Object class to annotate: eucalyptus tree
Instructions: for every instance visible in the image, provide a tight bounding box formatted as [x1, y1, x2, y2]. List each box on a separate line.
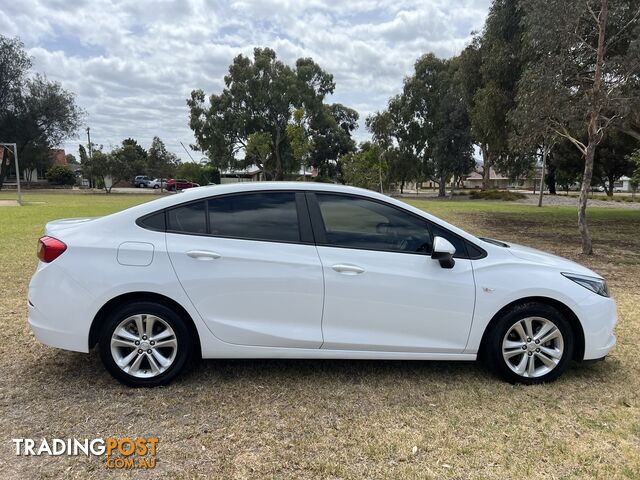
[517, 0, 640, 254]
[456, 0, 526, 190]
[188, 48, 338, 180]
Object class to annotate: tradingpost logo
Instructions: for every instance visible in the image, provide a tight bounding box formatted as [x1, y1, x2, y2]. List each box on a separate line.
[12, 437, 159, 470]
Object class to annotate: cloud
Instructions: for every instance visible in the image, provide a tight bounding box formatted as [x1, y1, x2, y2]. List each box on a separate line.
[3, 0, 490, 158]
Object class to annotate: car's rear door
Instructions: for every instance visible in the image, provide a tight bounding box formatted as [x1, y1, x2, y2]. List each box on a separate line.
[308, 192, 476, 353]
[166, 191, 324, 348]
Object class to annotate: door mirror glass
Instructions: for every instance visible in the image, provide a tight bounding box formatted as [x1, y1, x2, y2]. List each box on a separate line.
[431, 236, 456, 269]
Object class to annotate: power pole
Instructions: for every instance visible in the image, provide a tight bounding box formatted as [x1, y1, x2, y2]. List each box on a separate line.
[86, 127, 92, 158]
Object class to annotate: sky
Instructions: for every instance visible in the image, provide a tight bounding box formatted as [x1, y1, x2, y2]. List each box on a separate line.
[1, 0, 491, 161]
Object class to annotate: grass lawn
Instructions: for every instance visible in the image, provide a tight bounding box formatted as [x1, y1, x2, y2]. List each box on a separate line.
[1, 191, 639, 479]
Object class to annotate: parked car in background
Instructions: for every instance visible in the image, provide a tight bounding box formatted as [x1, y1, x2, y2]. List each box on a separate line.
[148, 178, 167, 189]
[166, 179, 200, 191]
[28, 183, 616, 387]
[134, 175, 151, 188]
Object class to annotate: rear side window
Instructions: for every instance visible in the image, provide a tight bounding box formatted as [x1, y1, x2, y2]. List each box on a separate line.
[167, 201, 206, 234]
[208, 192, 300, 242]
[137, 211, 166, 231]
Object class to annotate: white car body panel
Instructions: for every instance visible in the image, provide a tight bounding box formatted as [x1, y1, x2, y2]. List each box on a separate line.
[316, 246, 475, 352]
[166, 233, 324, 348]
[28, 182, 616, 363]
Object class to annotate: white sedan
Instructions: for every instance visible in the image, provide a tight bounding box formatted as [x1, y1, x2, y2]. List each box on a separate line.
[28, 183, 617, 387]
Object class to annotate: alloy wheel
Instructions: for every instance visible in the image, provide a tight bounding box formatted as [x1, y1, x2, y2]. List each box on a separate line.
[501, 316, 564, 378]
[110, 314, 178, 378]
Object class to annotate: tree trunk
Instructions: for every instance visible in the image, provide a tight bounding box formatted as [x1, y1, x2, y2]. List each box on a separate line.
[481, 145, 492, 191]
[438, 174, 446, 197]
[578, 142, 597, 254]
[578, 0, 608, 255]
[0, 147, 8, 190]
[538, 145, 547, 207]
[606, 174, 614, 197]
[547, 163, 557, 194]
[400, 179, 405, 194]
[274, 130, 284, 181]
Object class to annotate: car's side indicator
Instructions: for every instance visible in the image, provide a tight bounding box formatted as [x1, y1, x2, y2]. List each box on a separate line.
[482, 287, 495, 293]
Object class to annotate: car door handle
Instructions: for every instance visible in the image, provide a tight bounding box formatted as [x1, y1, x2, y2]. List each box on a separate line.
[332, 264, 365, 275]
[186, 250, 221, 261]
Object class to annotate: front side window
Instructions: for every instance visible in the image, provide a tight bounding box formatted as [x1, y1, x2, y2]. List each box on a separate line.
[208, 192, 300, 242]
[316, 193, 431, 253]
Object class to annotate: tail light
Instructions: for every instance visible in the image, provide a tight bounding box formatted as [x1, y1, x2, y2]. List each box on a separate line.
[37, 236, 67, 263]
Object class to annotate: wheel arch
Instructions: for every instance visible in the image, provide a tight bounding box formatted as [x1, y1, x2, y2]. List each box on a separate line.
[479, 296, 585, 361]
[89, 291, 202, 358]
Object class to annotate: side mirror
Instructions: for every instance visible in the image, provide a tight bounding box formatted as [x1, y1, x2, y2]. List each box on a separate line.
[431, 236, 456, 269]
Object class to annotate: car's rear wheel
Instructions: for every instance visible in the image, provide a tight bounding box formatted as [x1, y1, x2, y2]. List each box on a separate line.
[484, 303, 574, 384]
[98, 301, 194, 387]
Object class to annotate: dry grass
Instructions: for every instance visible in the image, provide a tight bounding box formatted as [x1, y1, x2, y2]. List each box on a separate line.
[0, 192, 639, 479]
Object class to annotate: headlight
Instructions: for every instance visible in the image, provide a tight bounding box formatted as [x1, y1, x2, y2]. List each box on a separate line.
-.-.-
Give back each entry exactly as it appears, with no pictures.

* **Result of this task**:
Object class to annotate: eucalyptus tree
Instructions: for every instance visible in the image, provide a tight bounding box formatted as [x1, y1, x2, y2]. List each box on a separate line.
[517, 0, 640, 254]
[456, 0, 526, 190]
[188, 48, 338, 180]
Object class to annotate: tradingpost logo
Instructions: for every instance visible in the image, provide a tight bounding box formatted as [x1, y1, x2, y2]. List each box on a separate line.
[12, 437, 159, 470]
Object class to annotate: cloud
Instructions: for every instance visible in the image, provide a tight bounding box formatted as [x1, y1, x2, y2]. List each box on a separate line.
[3, 0, 490, 158]
Object class to annotate: car's rear door
Instructions: for every instance visible in the image, provide a tight bounding box formatted as [x1, y1, x2, y2]. List each box on a separate line.
[308, 192, 476, 353]
[166, 191, 324, 348]
Object class to annotate: door mirror glass
Instructions: for every instance visible in the image, provide a tight bounding box formatted as [x1, y1, x2, y2]. List each box on a separate line.
[431, 236, 456, 269]
Object class to annotate: power pole
Instructions: for every instance visible in the image, provide a tight bounding box formatted as [x1, y1, x2, y2]. List each box on a separate line.
[86, 127, 92, 158]
Object class to annotate: sky
Instructions: for every instance visible in the image, provide a tight bounding box formatted as [x1, y1, x2, y2]. List each box on a separate line.
[1, 0, 491, 161]
Object class to annotate: grass lawn
Instructions: for every instance visible in the image, provide a tight bounding box formatted as [x1, y1, x2, y2]. List each box on a separate line.
[1, 191, 639, 479]
Object class to annotate: parked car in background
Instructions: for every instance visible in the image, provide a tight bounding box formatted as [x1, y1, x2, y2]. List each box on a separate line.
[148, 178, 167, 189]
[166, 179, 200, 191]
[28, 183, 616, 387]
[134, 175, 151, 188]
Object class to annotate: rear side window
Instructions: for every instance visible in the image, provide a tight bounding box formatted as [x1, y1, x2, y2]. List each box on a separate line.
[167, 201, 206, 234]
[208, 192, 300, 242]
[137, 211, 166, 231]
Object class to annotate: white car body panel
Instructions: for every instance visible in the image, provide a tight bounding box formatted as [x1, y1, x2, y2]. List each box on a separate line.
[316, 246, 475, 352]
[166, 233, 324, 348]
[28, 182, 616, 363]
Object class to annotate: white sedan
Instructions: for every instance visible in the image, provide a tight bounding box formatted as [x1, y1, x2, y2]. List each box on a separate line.
[28, 183, 617, 387]
Object class to annotate: alloy wheel
Instructions: for every instance visible in the image, provide a tight bounding box formatted as [x1, y1, x2, y2]. List each box on a separate line.
[501, 316, 564, 378]
[110, 314, 178, 378]
Object class to annotate: tree trunk
Instructions: for every instance visible in the image, provide a tight bounding box formatted as [x1, y1, x2, y2]. List each box on a separate line.
[481, 145, 492, 191]
[438, 174, 446, 197]
[578, 142, 597, 254]
[578, 0, 608, 255]
[0, 147, 8, 190]
[538, 145, 547, 207]
[606, 174, 614, 197]
[547, 163, 557, 194]
[400, 179, 405, 194]
[274, 130, 284, 181]
Object class to annotate: car's side indicator
Instructions: for every instance visible in the image, provide a tight bounding box formatted as [x1, y1, x2, y2]. List each box on a separate line.
[482, 287, 495, 293]
Object class to annotate: car door handle
Instructions: for every instance visible in the image, provide a tight bounding box formatted as [x1, y1, x2, y2]. List each box on a separate line.
[332, 264, 365, 275]
[186, 250, 221, 261]
Object class to annotate: front side window
Instructions: for every instance visible in the image, provide a tight bounding box formatted as [x1, y1, x2, y2]. List each box on a separate line.
[208, 192, 300, 242]
[316, 193, 431, 253]
Object class to annotate: tail light
Instructions: for every instance visible in the image, provide a tight bounding box formatted as [x1, y1, x2, y2]. List each box on a separate line.
[37, 236, 67, 263]
Object class to annotate: wheel arch
Instructions: for every instance visible in the image, provide a tight bounding box formatted as [x1, y1, x2, y2]. List each box on a separate line.
[479, 296, 585, 361]
[89, 291, 202, 358]
Object class to annotate: side mirror
Instructions: for every instance visible in the image, provide a tight bounding box formatted as [x1, y1, x2, y2]. List each box on a separate line.
[431, 236, 456, 269]
Object class to annotate: car's rear wheel
Instructions: for every instance visible in the image, provide a tight bounding box formatted as [x1, y1, x2, y2]. List each box on a separate line.
[484, 303, 574, 384]
[98, 301, 194, 387]
Object class to annotate: dry grass
Instructions: for every instance visible in the image, provide a tight bounding box formatted as [x1, y1, x2, y2]. List each box on a separate line.
[0, 192, 639, 479]
Object class to annotate: headlight
Instructions: for every instance visible in the image, provide a tight bounding box formatted as [x1, y1, x2, y2]. List each box on a separate line.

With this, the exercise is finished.